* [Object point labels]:
— BEGIN —
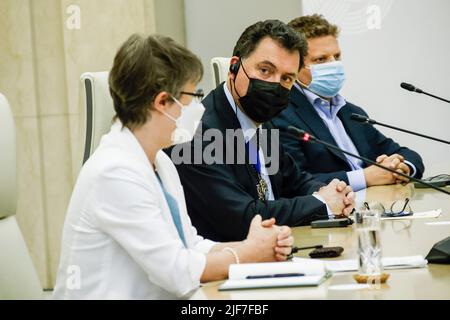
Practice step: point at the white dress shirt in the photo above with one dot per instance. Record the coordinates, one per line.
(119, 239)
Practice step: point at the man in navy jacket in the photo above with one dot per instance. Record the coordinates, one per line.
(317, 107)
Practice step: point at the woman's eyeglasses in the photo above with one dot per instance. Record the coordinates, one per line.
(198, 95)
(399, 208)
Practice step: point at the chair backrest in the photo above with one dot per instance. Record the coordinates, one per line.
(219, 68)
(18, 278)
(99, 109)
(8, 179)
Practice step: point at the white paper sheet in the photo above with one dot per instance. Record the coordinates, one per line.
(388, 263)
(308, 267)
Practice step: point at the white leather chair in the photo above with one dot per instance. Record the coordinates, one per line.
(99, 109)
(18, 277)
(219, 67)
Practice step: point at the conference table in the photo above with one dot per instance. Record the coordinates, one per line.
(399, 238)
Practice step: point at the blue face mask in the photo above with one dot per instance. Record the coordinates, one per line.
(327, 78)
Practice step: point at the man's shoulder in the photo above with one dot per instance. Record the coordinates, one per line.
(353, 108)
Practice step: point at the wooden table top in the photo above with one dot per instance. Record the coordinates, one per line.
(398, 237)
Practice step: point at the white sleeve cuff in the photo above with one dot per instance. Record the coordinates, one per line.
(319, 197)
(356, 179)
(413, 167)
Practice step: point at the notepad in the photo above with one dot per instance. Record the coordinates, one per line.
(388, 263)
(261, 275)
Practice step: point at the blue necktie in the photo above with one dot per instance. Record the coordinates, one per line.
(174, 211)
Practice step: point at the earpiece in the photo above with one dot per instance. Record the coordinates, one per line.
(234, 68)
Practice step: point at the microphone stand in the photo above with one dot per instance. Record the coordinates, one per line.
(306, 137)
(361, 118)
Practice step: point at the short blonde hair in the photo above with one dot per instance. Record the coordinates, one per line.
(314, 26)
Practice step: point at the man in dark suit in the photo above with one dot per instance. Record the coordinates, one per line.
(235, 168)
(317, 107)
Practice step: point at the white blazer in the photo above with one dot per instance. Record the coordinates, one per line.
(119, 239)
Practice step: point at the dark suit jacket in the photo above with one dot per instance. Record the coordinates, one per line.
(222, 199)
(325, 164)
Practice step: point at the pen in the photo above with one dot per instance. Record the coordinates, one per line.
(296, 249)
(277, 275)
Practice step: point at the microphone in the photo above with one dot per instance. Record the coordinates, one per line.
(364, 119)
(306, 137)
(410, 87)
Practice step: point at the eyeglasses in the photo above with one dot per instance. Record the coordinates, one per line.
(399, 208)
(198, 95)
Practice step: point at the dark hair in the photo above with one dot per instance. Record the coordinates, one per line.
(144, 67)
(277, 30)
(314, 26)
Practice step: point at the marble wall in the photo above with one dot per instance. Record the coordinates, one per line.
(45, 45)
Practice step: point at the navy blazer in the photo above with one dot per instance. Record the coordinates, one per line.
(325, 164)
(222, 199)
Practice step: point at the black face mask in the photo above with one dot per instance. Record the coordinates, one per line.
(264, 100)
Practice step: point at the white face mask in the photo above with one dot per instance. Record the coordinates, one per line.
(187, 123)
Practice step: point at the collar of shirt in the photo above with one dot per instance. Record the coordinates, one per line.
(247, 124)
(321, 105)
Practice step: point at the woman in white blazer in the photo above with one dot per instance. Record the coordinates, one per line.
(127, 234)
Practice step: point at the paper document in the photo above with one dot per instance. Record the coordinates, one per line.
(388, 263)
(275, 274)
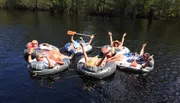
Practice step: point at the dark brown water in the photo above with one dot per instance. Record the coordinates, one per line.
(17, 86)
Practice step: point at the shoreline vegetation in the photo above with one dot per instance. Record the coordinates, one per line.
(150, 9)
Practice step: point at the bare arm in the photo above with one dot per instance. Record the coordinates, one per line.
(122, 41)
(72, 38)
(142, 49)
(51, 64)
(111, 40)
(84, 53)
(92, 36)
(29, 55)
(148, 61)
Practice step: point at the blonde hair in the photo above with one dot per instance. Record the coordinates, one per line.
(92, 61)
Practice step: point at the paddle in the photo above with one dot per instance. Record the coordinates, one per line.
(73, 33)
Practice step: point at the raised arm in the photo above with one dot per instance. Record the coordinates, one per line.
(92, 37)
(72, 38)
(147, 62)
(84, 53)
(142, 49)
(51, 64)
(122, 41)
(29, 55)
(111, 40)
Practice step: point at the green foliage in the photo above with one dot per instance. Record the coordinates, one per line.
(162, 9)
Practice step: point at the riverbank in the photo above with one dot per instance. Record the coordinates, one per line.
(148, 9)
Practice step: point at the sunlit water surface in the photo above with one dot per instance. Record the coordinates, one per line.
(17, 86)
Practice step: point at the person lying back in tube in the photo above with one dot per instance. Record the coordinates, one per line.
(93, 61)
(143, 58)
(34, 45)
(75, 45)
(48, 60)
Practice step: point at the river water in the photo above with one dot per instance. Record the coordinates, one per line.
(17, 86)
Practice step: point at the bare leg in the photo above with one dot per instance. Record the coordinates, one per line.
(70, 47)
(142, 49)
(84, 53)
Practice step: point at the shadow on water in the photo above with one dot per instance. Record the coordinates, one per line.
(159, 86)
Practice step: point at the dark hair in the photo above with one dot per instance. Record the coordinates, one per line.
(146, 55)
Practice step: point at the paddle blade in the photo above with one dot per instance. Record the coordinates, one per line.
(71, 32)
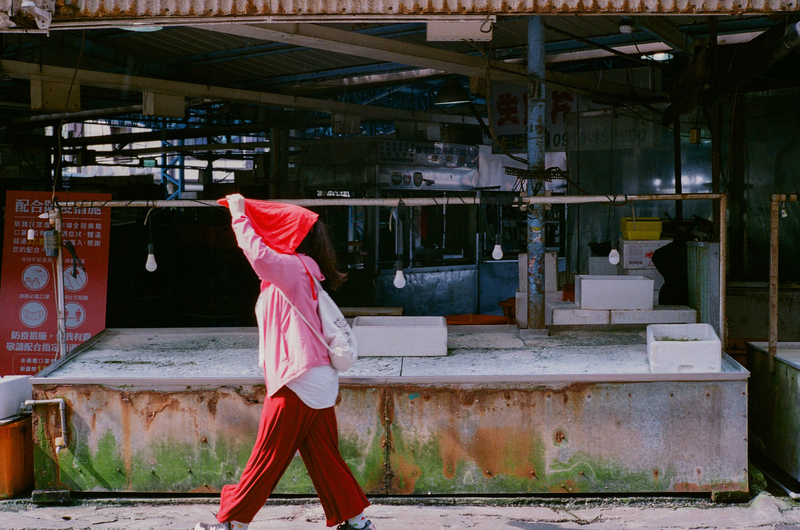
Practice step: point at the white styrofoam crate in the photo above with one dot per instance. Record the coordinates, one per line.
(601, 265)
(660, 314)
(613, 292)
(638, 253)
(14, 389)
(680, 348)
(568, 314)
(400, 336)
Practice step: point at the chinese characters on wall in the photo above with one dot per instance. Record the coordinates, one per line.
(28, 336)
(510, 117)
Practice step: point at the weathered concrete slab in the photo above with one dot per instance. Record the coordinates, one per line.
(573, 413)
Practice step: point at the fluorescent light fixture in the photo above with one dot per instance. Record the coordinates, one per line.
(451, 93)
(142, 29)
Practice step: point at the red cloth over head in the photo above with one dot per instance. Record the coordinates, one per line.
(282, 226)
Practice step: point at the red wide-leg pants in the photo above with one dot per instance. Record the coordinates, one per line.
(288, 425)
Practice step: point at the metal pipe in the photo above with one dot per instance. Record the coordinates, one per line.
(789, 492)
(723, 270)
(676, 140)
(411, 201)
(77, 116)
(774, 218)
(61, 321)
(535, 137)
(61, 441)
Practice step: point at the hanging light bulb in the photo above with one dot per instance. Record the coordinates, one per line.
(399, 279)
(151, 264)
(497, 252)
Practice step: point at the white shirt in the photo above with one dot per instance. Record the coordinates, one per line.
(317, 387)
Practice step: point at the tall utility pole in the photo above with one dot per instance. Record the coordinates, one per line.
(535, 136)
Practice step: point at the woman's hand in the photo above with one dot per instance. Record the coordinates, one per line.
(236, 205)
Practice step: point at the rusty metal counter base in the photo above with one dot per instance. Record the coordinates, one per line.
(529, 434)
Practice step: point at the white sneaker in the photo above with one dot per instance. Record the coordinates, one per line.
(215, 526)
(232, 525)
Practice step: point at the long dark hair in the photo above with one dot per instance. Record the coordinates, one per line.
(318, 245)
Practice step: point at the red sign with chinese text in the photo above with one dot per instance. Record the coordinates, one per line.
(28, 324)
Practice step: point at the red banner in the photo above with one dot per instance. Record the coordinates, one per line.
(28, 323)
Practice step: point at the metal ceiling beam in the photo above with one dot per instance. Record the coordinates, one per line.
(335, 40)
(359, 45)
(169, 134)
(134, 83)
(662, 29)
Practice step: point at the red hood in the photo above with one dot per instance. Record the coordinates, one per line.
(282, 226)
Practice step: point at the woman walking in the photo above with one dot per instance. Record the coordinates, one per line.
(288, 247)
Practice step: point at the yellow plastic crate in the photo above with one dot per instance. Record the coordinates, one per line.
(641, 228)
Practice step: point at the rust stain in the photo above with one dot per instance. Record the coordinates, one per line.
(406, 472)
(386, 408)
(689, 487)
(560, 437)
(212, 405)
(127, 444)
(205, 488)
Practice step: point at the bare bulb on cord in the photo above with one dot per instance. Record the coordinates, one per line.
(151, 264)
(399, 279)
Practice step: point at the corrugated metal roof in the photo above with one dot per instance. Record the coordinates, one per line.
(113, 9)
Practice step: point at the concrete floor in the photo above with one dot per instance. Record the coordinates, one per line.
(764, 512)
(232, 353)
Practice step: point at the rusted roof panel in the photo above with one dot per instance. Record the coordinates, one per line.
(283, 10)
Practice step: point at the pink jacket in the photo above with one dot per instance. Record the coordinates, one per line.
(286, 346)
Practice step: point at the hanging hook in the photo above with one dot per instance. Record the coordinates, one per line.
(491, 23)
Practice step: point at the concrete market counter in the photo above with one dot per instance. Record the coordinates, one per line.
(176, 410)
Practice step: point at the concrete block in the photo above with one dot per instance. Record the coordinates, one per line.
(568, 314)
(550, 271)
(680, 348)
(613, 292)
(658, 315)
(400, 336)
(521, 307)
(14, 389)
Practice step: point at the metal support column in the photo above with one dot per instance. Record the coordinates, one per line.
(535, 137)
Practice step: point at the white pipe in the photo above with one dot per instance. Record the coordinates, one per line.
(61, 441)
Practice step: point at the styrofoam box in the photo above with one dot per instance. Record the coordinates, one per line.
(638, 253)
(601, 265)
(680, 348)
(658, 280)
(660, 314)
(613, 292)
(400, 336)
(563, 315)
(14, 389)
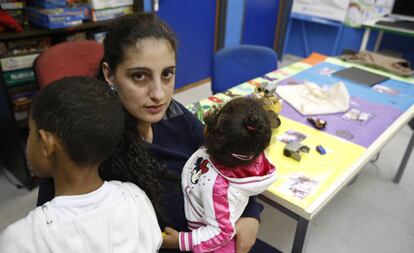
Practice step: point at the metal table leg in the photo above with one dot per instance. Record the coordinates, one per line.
— END —
— BEGIN —
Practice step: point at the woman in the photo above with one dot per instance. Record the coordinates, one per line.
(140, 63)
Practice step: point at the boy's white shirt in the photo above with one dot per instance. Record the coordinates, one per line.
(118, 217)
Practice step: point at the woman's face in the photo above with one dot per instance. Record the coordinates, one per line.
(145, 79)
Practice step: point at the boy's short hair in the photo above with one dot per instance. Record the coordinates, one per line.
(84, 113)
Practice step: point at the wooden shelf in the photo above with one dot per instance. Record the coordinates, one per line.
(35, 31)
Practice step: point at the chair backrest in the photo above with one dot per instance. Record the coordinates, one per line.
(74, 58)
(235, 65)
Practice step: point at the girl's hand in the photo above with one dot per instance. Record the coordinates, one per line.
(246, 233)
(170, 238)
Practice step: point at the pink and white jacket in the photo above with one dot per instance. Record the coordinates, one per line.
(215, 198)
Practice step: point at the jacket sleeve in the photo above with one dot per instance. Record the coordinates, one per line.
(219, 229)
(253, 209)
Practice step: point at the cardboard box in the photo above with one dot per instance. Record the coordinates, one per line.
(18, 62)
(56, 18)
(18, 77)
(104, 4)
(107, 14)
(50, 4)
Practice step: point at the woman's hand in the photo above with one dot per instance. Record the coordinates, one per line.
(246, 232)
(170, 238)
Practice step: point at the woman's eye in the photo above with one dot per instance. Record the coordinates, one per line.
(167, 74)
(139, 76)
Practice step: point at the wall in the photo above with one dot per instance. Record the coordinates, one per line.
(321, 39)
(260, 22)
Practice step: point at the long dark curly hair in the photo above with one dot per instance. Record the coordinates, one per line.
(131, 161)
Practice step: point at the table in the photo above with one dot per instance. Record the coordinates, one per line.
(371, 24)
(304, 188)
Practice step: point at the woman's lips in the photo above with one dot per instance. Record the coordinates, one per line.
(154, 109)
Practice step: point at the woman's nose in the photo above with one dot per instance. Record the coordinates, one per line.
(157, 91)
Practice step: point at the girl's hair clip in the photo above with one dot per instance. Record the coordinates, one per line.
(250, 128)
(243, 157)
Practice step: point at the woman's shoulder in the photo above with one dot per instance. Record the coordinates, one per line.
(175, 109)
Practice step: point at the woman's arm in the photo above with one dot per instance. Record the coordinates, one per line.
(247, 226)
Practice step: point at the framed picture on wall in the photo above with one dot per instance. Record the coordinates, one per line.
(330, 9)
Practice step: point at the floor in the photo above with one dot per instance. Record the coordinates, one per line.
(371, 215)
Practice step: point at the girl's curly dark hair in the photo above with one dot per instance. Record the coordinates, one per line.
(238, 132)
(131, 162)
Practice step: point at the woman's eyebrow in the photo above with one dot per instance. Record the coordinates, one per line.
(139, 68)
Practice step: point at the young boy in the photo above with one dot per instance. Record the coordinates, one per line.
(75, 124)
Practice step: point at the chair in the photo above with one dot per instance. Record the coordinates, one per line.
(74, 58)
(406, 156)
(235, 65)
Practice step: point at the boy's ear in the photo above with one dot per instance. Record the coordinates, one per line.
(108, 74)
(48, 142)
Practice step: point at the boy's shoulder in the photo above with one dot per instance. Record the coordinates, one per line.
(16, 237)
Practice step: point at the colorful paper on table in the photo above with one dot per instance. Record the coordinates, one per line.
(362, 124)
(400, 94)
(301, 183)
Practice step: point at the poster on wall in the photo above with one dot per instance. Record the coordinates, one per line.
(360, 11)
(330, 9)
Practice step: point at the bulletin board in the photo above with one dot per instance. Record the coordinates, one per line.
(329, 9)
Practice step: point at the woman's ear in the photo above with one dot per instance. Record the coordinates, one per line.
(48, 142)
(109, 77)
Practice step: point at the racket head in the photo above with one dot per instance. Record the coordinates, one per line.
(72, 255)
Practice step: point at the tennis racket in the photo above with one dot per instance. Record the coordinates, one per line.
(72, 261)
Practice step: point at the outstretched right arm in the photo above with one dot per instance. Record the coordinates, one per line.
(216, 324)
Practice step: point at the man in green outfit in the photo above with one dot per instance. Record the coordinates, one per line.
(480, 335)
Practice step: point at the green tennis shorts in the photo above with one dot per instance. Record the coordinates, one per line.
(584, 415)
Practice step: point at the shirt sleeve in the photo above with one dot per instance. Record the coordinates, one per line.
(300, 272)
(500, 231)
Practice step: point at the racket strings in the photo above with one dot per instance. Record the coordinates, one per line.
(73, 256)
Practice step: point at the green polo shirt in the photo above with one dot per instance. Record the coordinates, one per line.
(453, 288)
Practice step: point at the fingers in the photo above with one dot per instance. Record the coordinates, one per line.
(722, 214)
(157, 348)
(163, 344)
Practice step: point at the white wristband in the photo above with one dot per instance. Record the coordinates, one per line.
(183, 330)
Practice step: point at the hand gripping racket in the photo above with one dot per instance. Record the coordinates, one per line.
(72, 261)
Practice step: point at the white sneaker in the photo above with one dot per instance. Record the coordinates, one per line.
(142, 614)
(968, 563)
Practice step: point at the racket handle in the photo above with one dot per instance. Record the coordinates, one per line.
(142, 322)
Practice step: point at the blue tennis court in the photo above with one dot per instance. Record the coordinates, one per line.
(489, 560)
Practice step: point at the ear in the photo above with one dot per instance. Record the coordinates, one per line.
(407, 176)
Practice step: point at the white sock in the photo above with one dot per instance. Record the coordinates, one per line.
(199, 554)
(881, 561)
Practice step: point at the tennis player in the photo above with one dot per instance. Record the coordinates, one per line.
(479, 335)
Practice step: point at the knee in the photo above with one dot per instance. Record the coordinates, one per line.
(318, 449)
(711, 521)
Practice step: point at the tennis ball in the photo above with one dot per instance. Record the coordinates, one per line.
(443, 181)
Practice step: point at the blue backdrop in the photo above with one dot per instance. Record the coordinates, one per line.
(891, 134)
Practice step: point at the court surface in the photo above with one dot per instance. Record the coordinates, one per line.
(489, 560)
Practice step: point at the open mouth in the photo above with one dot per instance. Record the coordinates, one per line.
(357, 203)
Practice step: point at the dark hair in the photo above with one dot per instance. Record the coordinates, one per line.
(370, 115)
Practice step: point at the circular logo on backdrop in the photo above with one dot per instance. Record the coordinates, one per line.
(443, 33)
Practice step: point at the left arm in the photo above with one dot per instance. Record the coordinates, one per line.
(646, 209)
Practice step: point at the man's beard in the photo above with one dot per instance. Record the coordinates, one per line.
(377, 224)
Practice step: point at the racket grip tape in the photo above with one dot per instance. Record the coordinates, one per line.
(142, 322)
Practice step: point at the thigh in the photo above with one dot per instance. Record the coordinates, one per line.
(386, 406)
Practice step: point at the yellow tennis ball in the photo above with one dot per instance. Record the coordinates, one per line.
— END —
* [Aim of the task]: Arrange the material as a numbered list, beginning at the line that contains "Practice step: point at the metal support" and stopping after the line that contains "Practice step: point at the metal table". Skip blank lines and leave the pictures out.

* [Solution]:
1. Practice step: point at the metal support column in the photo above with one dot per instance. Record the coordinates, one per line.
2. (535, 137)
3. Practice step: point at the white pipe in the photo above with one dot per instance. Record the coordinates, one per line.
4. (61, 441)
5. Practice step: point at the styrofoam box in the photo above with one dot per instance. Record the coordinates, one per line.
6. (638, 253)
7. (601, 265)
8. (680, 348)
9. (658, 280)
10. (660, 314)
11. (613, 292)
12. (400, 336)
13. (563, 315)
14. (14, 389)
15. Practice step: point at the metal table leg in the photo above with one dot per instance. Record the coordinates, one per line.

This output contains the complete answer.